Stated task: Copy out all the entries word for word.
[start]
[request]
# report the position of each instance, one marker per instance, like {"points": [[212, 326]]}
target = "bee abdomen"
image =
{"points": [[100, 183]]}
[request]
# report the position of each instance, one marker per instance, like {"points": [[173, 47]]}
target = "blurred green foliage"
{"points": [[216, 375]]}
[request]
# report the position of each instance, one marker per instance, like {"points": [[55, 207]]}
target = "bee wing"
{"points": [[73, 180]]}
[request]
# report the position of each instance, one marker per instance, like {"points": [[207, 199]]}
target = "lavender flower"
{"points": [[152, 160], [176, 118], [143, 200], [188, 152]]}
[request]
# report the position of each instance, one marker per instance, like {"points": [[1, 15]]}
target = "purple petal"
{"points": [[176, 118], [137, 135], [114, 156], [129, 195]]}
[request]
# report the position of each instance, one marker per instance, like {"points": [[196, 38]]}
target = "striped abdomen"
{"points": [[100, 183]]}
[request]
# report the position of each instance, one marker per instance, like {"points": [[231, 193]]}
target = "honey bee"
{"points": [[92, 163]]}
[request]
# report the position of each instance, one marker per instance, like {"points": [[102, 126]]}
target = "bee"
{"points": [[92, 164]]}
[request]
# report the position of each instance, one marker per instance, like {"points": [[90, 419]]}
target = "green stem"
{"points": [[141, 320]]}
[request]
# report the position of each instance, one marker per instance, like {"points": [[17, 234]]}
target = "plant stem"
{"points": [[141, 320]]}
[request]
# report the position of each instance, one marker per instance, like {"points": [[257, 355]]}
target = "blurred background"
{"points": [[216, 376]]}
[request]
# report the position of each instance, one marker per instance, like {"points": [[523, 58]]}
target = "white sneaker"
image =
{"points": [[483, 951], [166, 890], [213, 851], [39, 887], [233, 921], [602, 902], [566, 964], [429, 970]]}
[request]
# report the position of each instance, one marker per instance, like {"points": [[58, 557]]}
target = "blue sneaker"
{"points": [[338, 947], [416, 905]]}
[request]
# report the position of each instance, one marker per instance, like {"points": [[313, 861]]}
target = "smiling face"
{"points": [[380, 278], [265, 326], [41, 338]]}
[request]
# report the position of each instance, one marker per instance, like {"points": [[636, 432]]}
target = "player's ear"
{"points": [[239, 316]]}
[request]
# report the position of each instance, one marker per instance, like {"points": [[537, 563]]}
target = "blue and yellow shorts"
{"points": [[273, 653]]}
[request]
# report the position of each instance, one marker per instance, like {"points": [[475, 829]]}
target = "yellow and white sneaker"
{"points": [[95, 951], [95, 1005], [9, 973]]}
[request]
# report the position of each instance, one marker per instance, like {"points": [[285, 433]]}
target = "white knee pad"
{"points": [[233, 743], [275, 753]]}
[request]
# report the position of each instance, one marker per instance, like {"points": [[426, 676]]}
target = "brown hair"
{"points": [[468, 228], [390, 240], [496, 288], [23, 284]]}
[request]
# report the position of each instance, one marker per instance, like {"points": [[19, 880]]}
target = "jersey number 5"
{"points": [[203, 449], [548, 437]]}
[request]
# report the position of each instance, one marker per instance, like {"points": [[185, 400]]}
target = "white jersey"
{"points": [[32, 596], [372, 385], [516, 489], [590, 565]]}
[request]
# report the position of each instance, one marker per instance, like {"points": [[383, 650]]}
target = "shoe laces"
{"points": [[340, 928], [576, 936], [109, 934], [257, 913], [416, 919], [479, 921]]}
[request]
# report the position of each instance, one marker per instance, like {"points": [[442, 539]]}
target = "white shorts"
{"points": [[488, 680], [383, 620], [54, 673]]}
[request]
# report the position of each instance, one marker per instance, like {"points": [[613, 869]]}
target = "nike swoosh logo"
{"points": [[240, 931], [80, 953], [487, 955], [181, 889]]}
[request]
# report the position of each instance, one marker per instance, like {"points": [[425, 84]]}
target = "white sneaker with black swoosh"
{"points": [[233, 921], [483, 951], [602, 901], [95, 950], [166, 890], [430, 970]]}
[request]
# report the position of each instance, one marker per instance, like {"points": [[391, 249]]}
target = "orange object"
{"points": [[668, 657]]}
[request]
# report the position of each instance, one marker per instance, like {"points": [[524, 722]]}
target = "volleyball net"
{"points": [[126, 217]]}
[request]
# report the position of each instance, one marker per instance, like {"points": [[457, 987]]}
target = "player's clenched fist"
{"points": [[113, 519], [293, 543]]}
[end]
Exercise response:
[request]
# report the position of each instance, one marker per instance, like {"points": [[212, 326]]}
target = "bee abdomen"
image =
{"points": [[100, 183]]}
[request]
# report the position of each instance, one marker per instance, like {"points": [[173, 47]]}
target = "blurred green foliage"
{"points": [[216, 375]]}
[request]
# report the position of each instance, one marker per instance, like {"points": [[55, 207]]}
target = "bee wing"
{"points": [[73, 180]]}
[request]
# report the position of each instance, one marker per instance, like {"points": [[207, 199]]}
target = "lavender flower"
{"points": [[152, 160], [176, 118], [143, 200], [188, 152]]}
[request]
# report the position of each instance, one marker per instance, like {"points": [[1, 15]]}
target = "purple petal"
{"points": [[176, 118], [137, 135], [114, 156], [129, 195]]}
[request]
# report the position of each instance, one marker per instance, like {"points": [[196, 38]]}
target = "striped abdomen"
{"points": [[100, 183]]}
[request]
# report the position of each instance, one marker per instance, like {"points": [[231, 193]]}
target = "honey bee"
{"points": [[92, 163]]}
[request]
# report the position of each instance, one marker per instance, like {"points": [[102, 126]]}
target = "bee"
{"points": [[92, 164]]}
[request]
# report the position of each instance, one marker per instance, like {"points": [[90, 419]]}
target = "green stem"
{"points": [[141, 320]]}
[request]
# report the position of each instance, one marker per instance, like {"points": [[17, 234]]}
target = "plant stem"
{"points": [[141, 320]]}
[request]
# report the position of each instance, one marker per instance, like {"points": [[257, 355]]}
target = "blurred background"
{"points": [[216, 376]]}
[request]
# report the position of each instance, one marker per instance, like {"points": [[523, 58]]}
target = "white sneaker"
image =
{"points": [[483, 951], [166, 890], [213, 851], [39, 887], [233, 921], [602, 902], [566, 964], [429, 970]]}
[request]
# report the position of each instance, one marker per instance, like {"points": [[58, 557]]}
target = "blue sneaker"
{"points": [[338, 947], [416, 905]]}
[request]
# report the position of each instance, one marker per instance, like {"points": [[313, 861]]}
target = "smiling face"
{"points": [[380, 278], [265, 326], [41, 338]]}
[request]
# report the position of each instance, one marker per instance, like {"points": [[636, 432]]}
target = "player's ear"
{"points": [[239, 316]]}
[request]
# report the position of each instance, one marker per instance, like {"points": [[537, 563]]}
target = "blue and yellow shorts"
{"points": [[273, 653]]}
[request]
# report the position of each instance, one marker per instance, like {"points": [[475, 829]]}
target = "yellow and white sneaker"
{"points": [[95, 951], [95, 1005], [9, 973]]}
[request]
# report the position of each instance, one marker per instance, like {"points": [[285, 433]]}
target = "white knee pad"
{"points": [[233, 743], [275, 753]]}
[request]
# report the position of each instance, one marker per instance, like {"points": [[426, 676]]}
target = "brown hair"
{"points": [[468, 228], [390, 240], [496, 288], [23, 284]]}
[request]
# report the position of each instance, one marker per instance, like {"points": [[19, 880]]}
target = "jersey number 5"
{"points": [[203, 449], [548, 437]]}
[request]
# report the position of each instance, one marker per instance, like {"points": [[185, 400]]}
target = "white jersey"
{"points": [[32, 596], [372, 385], [516, 489], [590, 565]]}
[request]
# report the position of each instance, one marker per instance, like {"points": [[383, 650]]}
target = "shoe laces"
{"points": [[340, 928], [576, 936], [109, 934], [257, 913], [416, 919], [479, 921]]}
[request]
# report the position of each instance, one marker per instance, like {"points": [[442, 539]]}
target = "white shorts"
{"points": [[488, 680], [383, 620], [54, 673]]}
[request]
# report the position of each instance, one marker per instance, like {"points": [[613, 869]]}
target = "nike swoosh logo"
{"points": [[240, 931], [80, 953], [487, 955], [181, 889]]}
[request]
# report the position of each instance, one marker per instance, like {"points": [[425, 84]]}
target = "white sneaker with black swoosh"
{"points": [[233, 921], [483, 951], [602, 901], [95, 950], [166, 890], [430, 970]]}
[request]
# report the position of each instance, one marker per instance, like {"points": [[391, 249]]}
target = "orange object"
{"points": [[668, 657]]}
[request]
# report the position of each instance, one marker per instance, like {"points": [[524, 722]]}
target = "volleyball net"
{"points": [[126, 217]]}
[request]
# report the position of each instance, one marker per instance, like {"points": [[457, 987]]}
target = "player's clenched fist"
{"points": [[113, 519], [293, 543]]}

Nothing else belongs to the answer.